--- DOCUMENT EXTRACT ---
________________

# Lab 6: Working with global data

The goal of this lab is to practice extracting useful information from publicly available datasets.  Here we are considering global atmospheric data, but you might also have large datasets from ice sheets, oceans, or geological observations.  It is useful to have some more refined techniques to visualize, process, and summarize information from these large datasets.

Our science questions are *up to you*! You may choose from the following:
- What regions of South America have the highest average annual evaporation?
- Do oceans or land surfaces typically receive more precipitation?
- In what month is Northern Hemisphere snow cover the highest?


---
## Part 1. Demonstration & skills practice
This will draw on several processing methods we have used before, with a few new tweaks.

### 1. Download & load in data  

For the demo, download the global 2-meter air temperature dataset `ERA5_LowRes_Monthly_t2m.nc` from [this page](https://fabienmaussion.info/climate_system/download.html).  While you are there, download `ERA5_LowRes_Invariant.nc` -- we will use it later.

Place both files in an easily accessible folder.  The cell below assumes you have them in a folder called `data` within the repo holding this Jupyter notebook.

Import the packages we will use, and open the dataset.

In [None]:
# Import the tools we are going to need today:
import matplotlib.pyplot as plt  # plotting library
import numpy as np  # numerical library
import xarray as xr  # netCDF library
import cartopy  # Map projections libary
import cartopy.crs as ccrs  # Projections list
# Some defaults:
plt.rcParams['figure.figsize'] = (12, 5)  # Default plot size

In [None]:
ds = xr.open_dataset('./data/ERA5_LowRes_Monthly_t2m.nc')
ds

#### A map plot of average air temperature

Let's compute the time average of the air temperature and plot it on a map, as we have done before.

In [None]:
t2_tavg = ds.t2m.mean(dim='time')
ax = plt.axes(projection=ccrs.Robinson())
t2_tavg.plot(ax=ax, transform=ccrs.PlateCarree())
ax.coastlines(); ax.gridlines();

---
### 2. Finer control on color maps

Smooth (continuous) color maps like the above "look nice", but the human eye is not trained to see such small differences in color. For example, it would be quite difficult to tell the temperature of the Peruvian coast (above 280K? or below?). Sometimes, **discrete levels** are the way to go:  

In [None]:
ax = plt.axes(projection=ccrs.Robinson())
t2_tavg.plot(ax=ax, transform=ccrs.PlateCarree(), levels=[240, 260, 280, 285, 290, 295, 300]) 
ax.coastlines(); ax.gridlines(); 

We can define either the specific levels, as above, or a number of levels.  Let's explore how many levels are needed to display the data most effectively.

In [None]:
# live code here

### Selecting color map settings

Let's make a new variable called ``t2c_tavg``, which is ``t2_tavg`` converted to degrees celsius:

In [None]:
t2c_tavg = t2_tavg - 273.15

Copy the plotting code from above and use it to plot `t2c_tavg` instead of `t2_tavg`.

________________

--- RECORD LIST ---
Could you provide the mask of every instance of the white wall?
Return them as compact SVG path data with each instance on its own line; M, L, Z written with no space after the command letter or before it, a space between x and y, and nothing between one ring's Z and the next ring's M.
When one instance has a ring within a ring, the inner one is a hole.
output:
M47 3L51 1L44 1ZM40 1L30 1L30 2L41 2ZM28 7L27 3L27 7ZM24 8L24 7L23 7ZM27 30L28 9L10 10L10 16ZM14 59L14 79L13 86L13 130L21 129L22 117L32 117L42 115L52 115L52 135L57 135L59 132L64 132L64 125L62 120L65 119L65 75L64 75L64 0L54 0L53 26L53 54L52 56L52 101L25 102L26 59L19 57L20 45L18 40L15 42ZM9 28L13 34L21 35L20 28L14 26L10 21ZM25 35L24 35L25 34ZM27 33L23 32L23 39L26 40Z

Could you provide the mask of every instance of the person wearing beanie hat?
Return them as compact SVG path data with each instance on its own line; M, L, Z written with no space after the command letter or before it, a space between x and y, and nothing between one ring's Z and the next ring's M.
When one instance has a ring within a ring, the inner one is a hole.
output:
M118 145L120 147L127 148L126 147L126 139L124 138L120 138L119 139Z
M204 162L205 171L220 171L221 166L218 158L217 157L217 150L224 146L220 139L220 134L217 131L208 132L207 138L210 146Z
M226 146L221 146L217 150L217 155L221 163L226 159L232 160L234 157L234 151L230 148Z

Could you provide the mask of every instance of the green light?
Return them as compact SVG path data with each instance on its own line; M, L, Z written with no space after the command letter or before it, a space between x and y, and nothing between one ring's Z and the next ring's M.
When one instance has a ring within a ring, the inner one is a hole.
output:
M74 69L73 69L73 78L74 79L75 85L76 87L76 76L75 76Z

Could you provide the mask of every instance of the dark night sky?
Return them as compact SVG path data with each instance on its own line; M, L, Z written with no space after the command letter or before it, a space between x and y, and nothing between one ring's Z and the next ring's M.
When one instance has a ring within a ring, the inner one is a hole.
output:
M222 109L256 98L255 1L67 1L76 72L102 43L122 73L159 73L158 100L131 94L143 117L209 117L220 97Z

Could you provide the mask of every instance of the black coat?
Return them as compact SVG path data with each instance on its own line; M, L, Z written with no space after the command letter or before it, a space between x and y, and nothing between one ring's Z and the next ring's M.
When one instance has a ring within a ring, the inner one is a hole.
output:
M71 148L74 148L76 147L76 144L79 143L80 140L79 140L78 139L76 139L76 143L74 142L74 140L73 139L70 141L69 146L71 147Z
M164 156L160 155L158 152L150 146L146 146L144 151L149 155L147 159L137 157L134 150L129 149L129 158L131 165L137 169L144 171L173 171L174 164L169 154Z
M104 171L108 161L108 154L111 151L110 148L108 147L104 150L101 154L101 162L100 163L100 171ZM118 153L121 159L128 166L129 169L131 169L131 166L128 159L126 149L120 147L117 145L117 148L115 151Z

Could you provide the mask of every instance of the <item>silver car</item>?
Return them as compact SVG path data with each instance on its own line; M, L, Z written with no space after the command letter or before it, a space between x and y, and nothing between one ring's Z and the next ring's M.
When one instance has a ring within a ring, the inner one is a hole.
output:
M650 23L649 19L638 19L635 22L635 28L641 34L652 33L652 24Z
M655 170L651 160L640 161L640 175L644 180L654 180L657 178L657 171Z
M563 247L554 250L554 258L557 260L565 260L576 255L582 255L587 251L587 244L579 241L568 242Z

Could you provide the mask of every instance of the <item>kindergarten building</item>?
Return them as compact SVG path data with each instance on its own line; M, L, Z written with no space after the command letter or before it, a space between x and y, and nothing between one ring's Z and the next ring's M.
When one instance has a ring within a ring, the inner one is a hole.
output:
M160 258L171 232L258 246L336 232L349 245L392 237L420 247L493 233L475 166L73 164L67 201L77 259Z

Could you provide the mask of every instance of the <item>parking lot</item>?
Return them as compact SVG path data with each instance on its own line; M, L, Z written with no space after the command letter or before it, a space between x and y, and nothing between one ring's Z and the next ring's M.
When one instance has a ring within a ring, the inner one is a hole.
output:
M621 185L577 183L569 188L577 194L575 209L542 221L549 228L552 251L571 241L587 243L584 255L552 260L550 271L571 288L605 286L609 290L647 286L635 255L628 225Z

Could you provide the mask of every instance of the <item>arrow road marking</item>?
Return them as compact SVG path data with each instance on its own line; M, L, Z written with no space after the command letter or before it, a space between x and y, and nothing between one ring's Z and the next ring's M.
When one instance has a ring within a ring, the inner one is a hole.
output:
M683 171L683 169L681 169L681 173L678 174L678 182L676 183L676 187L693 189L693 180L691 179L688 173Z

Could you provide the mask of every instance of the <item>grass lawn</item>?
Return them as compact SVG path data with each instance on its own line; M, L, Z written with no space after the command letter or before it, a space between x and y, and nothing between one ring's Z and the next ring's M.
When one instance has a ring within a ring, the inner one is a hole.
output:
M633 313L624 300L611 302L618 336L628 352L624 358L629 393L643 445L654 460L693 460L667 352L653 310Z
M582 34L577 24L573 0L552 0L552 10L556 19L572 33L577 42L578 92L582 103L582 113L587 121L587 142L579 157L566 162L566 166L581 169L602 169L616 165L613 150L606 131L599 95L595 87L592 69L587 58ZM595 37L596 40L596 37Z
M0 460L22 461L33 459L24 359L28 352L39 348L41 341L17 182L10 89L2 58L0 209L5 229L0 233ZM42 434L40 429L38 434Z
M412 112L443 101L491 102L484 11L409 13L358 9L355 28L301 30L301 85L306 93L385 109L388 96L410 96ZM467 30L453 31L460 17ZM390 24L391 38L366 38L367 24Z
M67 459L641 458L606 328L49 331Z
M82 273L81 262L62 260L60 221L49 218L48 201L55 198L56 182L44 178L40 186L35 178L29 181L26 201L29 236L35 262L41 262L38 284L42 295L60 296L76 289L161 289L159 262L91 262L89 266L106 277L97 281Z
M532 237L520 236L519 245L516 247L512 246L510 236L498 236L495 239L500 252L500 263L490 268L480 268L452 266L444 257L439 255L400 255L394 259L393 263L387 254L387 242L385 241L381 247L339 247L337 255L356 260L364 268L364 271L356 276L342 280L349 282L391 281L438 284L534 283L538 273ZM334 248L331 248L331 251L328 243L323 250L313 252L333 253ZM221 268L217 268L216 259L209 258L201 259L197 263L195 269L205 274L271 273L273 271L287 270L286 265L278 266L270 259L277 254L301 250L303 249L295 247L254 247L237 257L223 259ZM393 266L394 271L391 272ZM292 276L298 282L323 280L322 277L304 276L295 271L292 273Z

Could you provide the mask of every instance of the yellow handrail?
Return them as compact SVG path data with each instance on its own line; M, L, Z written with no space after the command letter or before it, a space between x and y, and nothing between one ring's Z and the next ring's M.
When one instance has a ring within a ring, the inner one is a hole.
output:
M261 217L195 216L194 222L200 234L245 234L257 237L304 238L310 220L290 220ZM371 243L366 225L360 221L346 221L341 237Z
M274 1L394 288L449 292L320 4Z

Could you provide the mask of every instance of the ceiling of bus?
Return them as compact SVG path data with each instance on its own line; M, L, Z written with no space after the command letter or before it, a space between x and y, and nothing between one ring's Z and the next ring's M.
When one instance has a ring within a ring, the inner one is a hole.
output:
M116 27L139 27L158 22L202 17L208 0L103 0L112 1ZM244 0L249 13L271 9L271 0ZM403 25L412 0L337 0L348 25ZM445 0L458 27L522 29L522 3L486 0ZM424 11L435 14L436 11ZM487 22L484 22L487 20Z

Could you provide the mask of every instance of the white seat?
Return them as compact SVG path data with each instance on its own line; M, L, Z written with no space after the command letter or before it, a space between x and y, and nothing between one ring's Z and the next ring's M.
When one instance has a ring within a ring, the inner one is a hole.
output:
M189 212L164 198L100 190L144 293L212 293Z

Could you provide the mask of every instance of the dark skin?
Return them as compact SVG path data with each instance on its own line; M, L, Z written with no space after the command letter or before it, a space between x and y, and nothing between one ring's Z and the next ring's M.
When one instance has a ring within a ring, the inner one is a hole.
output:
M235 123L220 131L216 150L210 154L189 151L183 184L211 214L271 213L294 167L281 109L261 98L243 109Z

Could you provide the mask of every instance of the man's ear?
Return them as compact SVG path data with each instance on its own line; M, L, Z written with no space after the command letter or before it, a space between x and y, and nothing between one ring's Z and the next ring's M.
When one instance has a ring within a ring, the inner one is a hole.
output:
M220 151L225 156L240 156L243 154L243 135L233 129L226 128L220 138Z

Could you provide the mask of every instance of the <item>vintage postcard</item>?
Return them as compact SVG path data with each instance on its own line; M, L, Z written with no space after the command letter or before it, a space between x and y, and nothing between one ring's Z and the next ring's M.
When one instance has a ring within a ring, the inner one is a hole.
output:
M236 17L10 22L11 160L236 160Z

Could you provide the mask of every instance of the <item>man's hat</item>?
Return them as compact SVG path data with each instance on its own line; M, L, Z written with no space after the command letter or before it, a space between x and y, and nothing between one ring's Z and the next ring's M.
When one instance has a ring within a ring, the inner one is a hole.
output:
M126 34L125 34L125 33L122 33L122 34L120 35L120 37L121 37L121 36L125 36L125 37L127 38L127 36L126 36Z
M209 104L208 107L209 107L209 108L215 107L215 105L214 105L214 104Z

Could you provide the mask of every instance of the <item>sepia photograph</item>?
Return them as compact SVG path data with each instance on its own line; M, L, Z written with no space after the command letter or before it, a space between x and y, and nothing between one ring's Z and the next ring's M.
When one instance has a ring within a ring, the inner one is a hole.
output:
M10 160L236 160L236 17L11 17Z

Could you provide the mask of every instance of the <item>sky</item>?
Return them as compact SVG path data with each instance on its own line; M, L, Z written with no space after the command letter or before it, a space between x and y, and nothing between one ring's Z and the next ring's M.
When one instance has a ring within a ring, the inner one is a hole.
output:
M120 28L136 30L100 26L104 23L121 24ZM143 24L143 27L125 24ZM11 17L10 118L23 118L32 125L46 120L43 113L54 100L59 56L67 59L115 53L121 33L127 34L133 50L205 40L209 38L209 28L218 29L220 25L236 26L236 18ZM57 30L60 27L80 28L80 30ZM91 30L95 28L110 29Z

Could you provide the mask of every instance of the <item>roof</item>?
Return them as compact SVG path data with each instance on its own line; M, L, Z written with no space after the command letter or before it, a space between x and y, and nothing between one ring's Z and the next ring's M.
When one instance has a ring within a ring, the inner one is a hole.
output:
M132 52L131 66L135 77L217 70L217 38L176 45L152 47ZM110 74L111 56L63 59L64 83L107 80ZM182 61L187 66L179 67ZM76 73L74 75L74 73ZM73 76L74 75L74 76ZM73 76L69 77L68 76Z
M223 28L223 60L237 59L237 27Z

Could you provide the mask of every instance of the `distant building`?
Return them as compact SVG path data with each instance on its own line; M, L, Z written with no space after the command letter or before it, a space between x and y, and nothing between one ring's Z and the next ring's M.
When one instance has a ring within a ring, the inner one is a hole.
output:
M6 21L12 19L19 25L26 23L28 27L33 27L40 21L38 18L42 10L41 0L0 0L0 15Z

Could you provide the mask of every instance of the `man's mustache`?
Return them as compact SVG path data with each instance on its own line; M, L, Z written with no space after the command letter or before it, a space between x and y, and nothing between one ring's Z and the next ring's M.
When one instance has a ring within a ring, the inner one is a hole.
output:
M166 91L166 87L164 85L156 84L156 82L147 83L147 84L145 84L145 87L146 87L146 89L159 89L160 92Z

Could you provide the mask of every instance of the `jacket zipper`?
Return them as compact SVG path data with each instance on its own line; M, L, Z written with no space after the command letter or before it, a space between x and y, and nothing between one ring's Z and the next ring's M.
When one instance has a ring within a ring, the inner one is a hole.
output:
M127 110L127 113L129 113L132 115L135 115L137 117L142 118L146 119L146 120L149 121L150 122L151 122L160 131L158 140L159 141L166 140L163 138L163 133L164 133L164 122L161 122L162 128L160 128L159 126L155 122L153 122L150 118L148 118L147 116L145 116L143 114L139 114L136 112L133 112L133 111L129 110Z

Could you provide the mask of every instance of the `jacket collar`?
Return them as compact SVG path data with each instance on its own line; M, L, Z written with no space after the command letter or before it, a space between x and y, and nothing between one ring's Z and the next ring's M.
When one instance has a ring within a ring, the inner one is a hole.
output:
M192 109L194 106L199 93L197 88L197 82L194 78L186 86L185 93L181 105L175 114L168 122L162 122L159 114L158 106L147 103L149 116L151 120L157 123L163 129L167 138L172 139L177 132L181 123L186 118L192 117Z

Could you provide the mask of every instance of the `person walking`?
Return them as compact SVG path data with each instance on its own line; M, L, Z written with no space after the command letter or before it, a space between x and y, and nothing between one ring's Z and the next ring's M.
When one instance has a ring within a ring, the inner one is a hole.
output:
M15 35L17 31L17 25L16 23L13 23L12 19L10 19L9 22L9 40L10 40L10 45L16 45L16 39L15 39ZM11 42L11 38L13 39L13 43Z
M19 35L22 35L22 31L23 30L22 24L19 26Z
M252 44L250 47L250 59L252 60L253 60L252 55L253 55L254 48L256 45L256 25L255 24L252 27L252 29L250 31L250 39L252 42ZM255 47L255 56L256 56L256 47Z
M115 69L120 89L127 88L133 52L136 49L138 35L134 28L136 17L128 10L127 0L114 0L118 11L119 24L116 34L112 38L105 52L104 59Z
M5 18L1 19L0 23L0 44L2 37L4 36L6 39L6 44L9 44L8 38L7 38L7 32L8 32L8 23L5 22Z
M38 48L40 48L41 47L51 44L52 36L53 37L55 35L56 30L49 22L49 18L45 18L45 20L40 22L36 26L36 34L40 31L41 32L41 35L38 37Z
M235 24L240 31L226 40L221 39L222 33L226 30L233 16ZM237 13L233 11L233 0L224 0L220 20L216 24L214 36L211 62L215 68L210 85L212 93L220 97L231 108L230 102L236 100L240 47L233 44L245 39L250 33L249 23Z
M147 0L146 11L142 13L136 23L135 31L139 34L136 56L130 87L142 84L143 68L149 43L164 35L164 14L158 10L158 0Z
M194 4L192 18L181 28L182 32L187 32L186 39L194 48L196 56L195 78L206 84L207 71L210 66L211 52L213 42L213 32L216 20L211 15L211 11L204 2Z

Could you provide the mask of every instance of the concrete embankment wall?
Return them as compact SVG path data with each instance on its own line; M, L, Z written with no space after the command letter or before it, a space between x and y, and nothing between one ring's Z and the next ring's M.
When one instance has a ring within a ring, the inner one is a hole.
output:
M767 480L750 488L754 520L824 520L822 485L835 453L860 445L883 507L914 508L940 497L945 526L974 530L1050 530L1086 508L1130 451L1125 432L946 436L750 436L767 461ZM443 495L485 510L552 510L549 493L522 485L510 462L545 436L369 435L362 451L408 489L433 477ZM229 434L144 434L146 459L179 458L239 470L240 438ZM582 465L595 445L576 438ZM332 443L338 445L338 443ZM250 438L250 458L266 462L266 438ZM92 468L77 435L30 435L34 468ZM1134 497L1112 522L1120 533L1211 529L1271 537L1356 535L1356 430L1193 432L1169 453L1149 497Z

________________

--- TASKS ---
- A) Answer these questions from the lab on global data:
(i) Besides the temperature dataset, which file should be downloaded from the same page?
(ii) Which map projection is passed to `plt.axes` in the plotting code?
(iii) What value is subtracted from `t2_tavg` to make `t2c_tavg`?
- B) Continue the lab on global data from the point where it stops.

--- ANSWERS TO THE PROBLEMS ---
- A)
(i) `ERA5_LowRes_Invariant.nc`
(ii) `ccrs.Robinson()`
(iii) 273.15

- B)
In [None]:
## live code here

What happened to the plot? Note the location of the 0 on the colorbar and the automated choice of a new colorscale. Note also that the data range is mostly dictated by very cold temperatures in Antarctica. The automated choices are a good first indication, but not always the most meaningful representation of the data. 

Let's see what happens with the below:

In [None]:
ax = plt.axes(projection=ccrs.Robinson())
t2c_tavg.plot(ax=ax, transform=ccrs.PlateCarree(), cmap='RdBu_r', center=False, 
              vmin=-40, vmax=20, levels=7, cbar_kwargs={'label': '°C'}) 
ax.set_title('Average annual 2m air temperature, ERA5 1979-2018')
ax.coastlines(); ax.gridlines(); 

A list of matplotlib's color tables can be found [here](http://www.matplotlib.org/examples/color/colormaps_reference.html). 

---
## 3. Extracting time series

Remember the selection methods we learned in Lab 2?  We can also use them for time series.  Let's first check the time period and sampling frequency of our data.

In [None]:
# Lizz to write live code here

Let's define the variable `t2` for easy access to the temperature, and make a selection of a specific year.

In [None]:
t2 = ds.t2m
t2.sel(time='2008')

The selection methods are very flexible.  **Make a prediction: what do you think each of the following commands will do?  Test them out and see.**
- t2.sel(time='2008-02')
- t2.sel(time='2008/02')
- t2.sel(time=slice('2008', '2012'))

In [None]:
# Your answer here

### 3.1. Time series of globally averaged fields 

Do you remember the average air temperature on Earth?  I know you do.  Let's extract a global average from this ERA5 data and compare it with our prior knowledge.

Recall that to compute a global average on a sphere, we first need to weight the data by latitude (go back to [Lab 2](https://github.com/ehultee/climdyn-labs/blob/main/02-FM-NetCDF_Data.ipynb) if you need a refresher).

In [None]:
## Define the meridional weights
weight = np.cos(np.deg2rad(ds.latitude))
weight = weight / weight.sum()

## Compute the zonal mean first
zonal_mean_t2_c = t2.mean(dim='longitude') - 273.15  # convert into Celsius

## Apply meridional weighting
weighted_zonal_mean_t2_c = zonal_mean_t2_c * weight
weighted_ts_t2_c = weighted_zonal_mean_t2_c.sum(dim='latitude')


Notice the second to last line in the cell above.  Although `zonal_mean_t2_c` is of dimensions (`time`, `latitude`), we successfully multiplied it by an array of dimension `latitude` only. This is called "broadcasting" in the numpy jargon. In general we need to be careful to match dimensions when we apply mathematical operations, but Xarray knows about the dimensions of your data (and their coordinates) and will always make arithmetic operations match these -- another good reason to use this package.

Let's examine the average surface temperature over the time period of the data.

In [None]:
weighted_ts_t2_c.plot();

Logically, the global average temperature on Earth would be: 

In [None]:
weighted_ts_t2_c.mean(dim='time')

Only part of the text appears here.